• [THE REQUEST]: Output every line of the material below word for word, without changing anything.

Coordinate labeling data
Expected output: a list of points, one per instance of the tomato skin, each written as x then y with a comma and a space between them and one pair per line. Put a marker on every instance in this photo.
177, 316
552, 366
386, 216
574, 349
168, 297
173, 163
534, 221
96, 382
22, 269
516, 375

• [RESULT OF THIS EXERCISE]:
Expected output: a list of points, one per instance of the tomato skin, each written as x then y with a comma and a space between them and one pair per line. Put a marker on every instance in this photo.
177, 316
552, 366
386, 216
574, 349
168, 297
173, 163
534, 221
96, 382
22, 269
516, 375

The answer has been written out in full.